:: What you will do ::
Find the lines in the records below that contain "handbag", and report each of them.

:: Extracted information ::
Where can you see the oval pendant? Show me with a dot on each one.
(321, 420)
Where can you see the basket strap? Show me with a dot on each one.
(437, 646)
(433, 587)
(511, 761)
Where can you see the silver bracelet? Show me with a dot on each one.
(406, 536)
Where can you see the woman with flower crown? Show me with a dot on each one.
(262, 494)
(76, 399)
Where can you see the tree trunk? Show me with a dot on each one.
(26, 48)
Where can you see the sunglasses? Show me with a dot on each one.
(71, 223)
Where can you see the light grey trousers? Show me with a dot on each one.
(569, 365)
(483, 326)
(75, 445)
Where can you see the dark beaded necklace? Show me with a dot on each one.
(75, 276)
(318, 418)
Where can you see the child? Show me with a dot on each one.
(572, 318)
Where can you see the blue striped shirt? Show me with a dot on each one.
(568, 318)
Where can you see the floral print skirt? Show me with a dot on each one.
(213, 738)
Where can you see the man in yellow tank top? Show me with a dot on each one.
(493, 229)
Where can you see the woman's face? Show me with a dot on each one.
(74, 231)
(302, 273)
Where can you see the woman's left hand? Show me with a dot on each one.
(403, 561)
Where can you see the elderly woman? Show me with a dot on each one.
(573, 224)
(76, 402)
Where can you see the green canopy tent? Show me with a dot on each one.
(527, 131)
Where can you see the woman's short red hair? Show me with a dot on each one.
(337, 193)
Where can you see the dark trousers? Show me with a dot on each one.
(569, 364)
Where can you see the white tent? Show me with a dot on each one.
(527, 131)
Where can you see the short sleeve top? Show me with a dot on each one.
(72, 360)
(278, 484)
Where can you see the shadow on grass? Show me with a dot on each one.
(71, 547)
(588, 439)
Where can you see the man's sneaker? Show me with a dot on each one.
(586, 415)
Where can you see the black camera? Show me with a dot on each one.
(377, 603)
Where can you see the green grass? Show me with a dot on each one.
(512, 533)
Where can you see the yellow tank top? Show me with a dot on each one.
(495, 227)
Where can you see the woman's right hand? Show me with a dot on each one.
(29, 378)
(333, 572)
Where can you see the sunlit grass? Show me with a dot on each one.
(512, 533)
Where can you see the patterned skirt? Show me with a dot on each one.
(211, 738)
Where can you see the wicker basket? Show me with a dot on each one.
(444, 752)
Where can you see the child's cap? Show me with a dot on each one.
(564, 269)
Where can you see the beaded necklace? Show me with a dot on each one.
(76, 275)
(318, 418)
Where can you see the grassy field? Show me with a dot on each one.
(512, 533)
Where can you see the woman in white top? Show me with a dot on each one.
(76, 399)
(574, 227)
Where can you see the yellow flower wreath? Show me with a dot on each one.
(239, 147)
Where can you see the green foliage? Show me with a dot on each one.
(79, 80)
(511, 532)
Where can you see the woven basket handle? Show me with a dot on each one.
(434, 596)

...

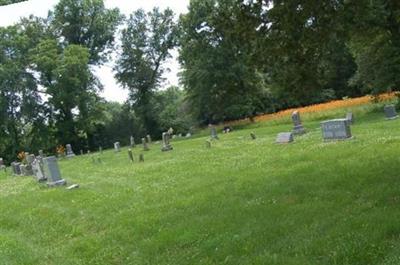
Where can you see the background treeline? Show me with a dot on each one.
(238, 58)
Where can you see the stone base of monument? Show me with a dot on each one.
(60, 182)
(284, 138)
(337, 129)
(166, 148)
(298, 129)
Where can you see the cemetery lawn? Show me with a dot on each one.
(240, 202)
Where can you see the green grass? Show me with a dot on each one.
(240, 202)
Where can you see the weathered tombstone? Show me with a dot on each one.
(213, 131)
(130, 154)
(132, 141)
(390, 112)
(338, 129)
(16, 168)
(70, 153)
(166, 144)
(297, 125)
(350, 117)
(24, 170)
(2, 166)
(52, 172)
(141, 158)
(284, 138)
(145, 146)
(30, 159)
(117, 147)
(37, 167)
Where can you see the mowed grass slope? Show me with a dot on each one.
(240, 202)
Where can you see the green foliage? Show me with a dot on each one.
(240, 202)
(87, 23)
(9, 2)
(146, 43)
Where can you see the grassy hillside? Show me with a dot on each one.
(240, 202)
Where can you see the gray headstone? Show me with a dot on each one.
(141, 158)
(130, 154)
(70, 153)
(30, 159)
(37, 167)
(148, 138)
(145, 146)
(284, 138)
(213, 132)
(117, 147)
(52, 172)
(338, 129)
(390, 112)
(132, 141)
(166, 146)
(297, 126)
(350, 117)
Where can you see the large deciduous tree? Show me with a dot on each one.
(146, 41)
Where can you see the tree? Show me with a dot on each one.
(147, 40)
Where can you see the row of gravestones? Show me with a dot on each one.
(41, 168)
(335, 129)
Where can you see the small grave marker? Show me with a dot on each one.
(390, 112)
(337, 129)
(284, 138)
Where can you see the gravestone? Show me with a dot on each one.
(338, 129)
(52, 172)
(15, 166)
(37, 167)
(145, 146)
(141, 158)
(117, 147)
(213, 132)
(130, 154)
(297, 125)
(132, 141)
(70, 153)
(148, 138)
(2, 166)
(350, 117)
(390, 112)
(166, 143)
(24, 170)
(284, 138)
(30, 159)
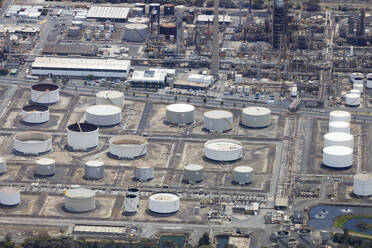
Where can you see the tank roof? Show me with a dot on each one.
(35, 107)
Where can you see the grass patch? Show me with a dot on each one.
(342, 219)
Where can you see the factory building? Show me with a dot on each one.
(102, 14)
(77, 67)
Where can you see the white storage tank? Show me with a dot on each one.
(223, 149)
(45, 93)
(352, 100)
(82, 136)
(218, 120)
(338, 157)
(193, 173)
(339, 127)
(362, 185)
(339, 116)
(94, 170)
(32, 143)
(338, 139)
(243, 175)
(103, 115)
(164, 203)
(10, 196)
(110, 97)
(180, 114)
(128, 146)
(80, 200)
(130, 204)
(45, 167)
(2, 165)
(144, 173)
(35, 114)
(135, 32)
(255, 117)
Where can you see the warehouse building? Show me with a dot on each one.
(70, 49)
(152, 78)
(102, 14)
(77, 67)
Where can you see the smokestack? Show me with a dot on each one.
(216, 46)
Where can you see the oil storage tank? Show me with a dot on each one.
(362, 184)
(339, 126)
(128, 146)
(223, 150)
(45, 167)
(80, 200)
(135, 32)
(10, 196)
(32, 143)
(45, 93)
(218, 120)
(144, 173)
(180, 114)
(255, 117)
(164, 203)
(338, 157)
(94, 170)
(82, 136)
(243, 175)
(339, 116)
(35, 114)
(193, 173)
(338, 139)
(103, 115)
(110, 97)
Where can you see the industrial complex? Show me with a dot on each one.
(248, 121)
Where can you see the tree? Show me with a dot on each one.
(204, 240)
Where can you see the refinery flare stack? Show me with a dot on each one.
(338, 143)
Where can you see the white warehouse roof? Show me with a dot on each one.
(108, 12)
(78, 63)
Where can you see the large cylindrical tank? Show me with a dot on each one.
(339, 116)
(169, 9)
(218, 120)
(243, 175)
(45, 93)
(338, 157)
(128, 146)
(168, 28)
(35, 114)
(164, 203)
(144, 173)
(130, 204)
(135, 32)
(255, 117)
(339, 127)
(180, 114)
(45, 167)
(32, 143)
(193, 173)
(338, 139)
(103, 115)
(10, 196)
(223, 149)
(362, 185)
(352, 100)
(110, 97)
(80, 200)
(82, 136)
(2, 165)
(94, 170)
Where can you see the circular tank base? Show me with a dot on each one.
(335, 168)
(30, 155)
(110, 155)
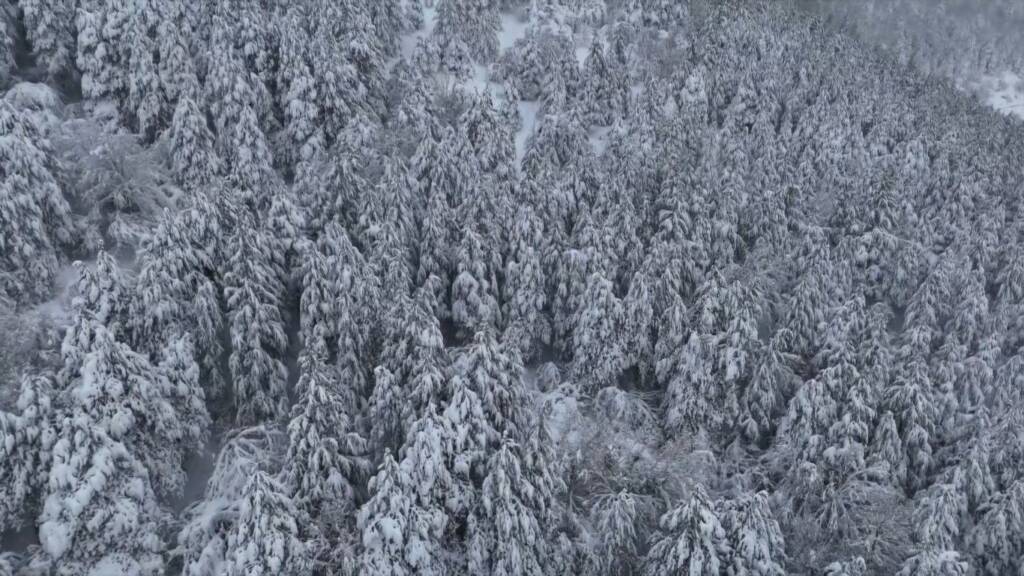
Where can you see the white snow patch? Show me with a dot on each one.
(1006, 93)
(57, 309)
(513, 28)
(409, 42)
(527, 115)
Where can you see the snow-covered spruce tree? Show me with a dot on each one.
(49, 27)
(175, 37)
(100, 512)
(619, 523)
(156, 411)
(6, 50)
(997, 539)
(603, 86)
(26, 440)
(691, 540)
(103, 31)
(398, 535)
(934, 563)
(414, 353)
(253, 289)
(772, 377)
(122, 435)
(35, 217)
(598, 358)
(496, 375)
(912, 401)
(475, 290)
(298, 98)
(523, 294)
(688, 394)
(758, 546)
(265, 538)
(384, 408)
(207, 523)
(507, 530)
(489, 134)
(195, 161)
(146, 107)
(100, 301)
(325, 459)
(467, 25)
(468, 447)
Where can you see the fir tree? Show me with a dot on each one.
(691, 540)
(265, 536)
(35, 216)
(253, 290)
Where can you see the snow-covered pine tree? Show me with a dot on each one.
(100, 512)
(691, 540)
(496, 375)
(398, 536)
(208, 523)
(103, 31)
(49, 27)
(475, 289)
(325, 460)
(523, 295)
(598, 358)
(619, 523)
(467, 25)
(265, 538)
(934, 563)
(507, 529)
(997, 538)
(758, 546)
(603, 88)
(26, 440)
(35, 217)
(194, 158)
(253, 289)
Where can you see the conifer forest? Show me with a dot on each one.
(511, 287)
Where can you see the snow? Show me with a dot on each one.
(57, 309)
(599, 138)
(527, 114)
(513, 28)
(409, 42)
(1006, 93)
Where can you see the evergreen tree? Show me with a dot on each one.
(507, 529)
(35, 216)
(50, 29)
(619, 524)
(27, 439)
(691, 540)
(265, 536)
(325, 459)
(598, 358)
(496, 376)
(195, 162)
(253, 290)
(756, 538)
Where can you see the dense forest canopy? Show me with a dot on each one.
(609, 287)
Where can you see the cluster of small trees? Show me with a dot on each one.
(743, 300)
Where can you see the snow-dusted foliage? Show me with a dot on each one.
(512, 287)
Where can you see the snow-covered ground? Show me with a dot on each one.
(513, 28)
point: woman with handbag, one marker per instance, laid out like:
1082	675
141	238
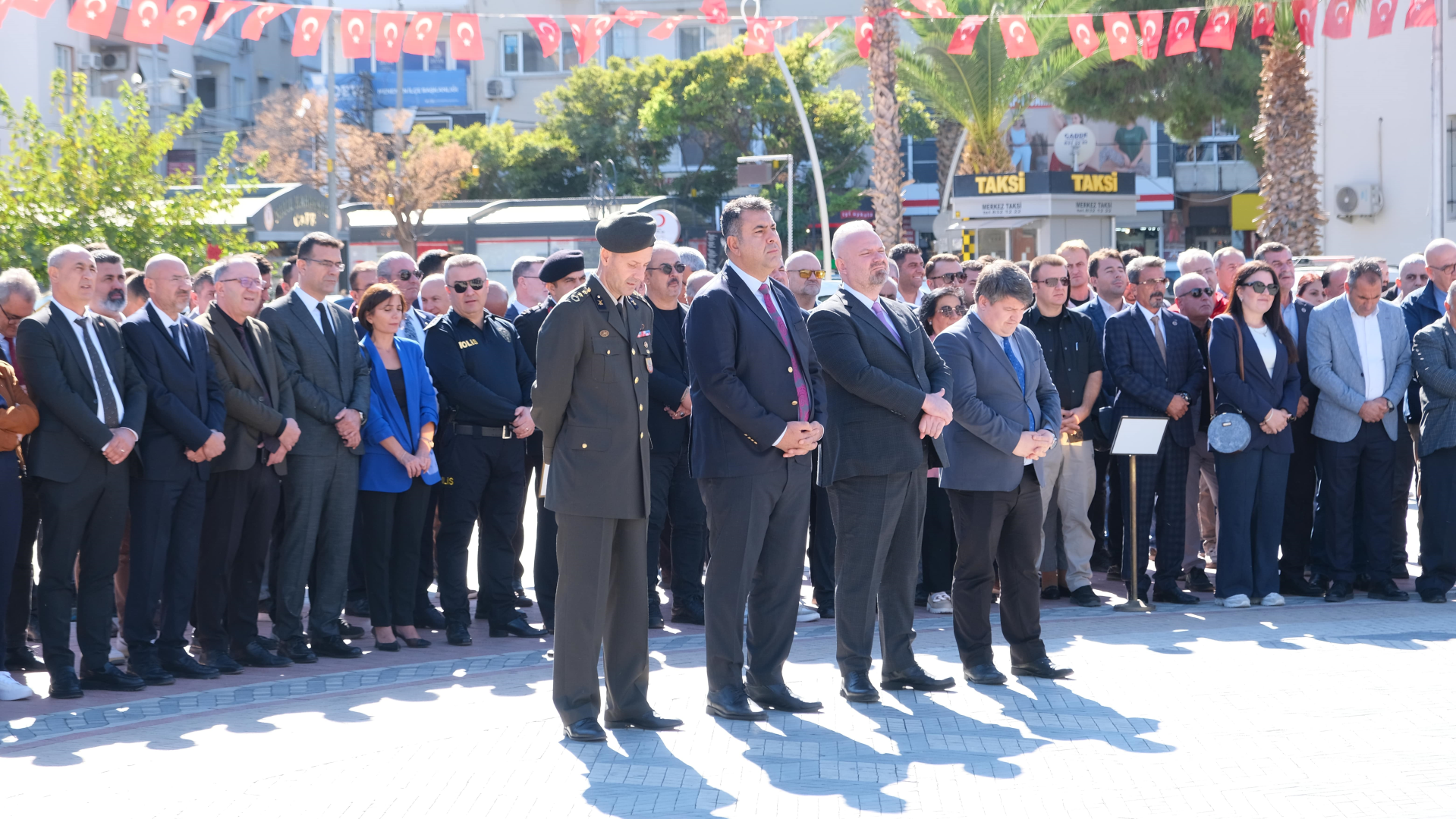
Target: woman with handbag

==

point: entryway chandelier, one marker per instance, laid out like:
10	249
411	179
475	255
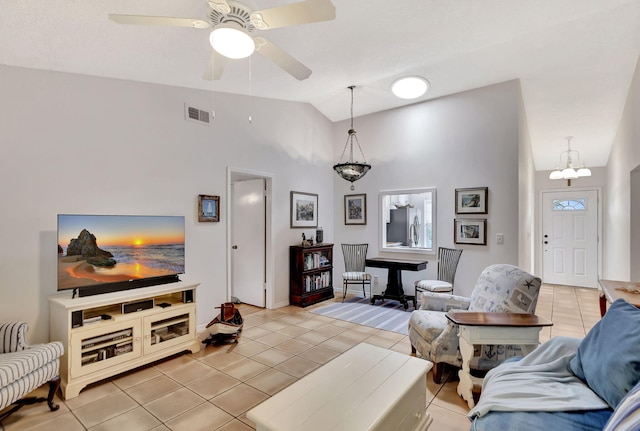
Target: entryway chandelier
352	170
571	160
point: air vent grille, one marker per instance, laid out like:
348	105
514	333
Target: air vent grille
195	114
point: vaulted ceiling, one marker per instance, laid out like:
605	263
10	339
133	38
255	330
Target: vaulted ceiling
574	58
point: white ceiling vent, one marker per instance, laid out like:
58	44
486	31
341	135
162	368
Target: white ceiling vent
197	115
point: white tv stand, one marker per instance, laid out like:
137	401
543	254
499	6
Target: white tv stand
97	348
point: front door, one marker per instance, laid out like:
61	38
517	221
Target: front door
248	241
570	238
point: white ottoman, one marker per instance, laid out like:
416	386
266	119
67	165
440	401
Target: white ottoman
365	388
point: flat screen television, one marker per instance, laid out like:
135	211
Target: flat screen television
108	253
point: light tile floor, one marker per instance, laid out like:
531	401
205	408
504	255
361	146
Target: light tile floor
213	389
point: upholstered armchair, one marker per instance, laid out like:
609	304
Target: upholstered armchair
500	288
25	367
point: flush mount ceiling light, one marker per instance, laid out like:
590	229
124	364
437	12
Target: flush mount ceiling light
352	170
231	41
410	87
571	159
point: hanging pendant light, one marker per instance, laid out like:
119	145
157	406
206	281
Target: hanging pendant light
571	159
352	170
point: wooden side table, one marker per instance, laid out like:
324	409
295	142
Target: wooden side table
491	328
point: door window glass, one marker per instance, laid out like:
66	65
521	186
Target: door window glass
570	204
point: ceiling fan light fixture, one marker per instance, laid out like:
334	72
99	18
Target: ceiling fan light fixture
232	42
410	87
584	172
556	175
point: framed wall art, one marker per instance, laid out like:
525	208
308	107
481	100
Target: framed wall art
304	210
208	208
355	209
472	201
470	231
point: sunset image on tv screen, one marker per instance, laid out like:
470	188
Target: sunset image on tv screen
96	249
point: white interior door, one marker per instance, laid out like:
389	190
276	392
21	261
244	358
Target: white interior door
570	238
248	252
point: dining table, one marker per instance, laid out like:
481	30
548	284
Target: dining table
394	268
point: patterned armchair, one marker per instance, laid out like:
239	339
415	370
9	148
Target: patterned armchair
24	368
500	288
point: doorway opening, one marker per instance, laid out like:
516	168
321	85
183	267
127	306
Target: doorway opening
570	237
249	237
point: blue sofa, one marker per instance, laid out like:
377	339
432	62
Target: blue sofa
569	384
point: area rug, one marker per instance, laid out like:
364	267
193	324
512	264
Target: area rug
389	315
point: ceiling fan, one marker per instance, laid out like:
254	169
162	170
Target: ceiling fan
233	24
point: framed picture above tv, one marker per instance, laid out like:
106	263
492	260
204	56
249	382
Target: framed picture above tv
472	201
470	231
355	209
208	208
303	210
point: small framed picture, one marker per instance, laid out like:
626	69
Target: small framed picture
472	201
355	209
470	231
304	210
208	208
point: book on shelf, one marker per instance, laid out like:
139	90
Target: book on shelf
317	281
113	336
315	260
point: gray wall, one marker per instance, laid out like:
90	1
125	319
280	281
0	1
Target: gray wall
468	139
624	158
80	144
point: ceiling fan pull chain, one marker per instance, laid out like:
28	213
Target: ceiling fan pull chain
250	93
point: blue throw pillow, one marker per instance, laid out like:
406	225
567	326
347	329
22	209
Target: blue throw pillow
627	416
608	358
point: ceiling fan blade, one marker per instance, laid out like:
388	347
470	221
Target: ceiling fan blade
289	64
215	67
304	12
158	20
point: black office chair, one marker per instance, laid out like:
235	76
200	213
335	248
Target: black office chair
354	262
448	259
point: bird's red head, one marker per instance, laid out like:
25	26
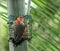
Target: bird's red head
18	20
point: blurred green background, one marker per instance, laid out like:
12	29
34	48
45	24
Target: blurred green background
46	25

:: Task result ::
point: woman with handbag, one marker per instance, laid out like:
Target: woman with handbag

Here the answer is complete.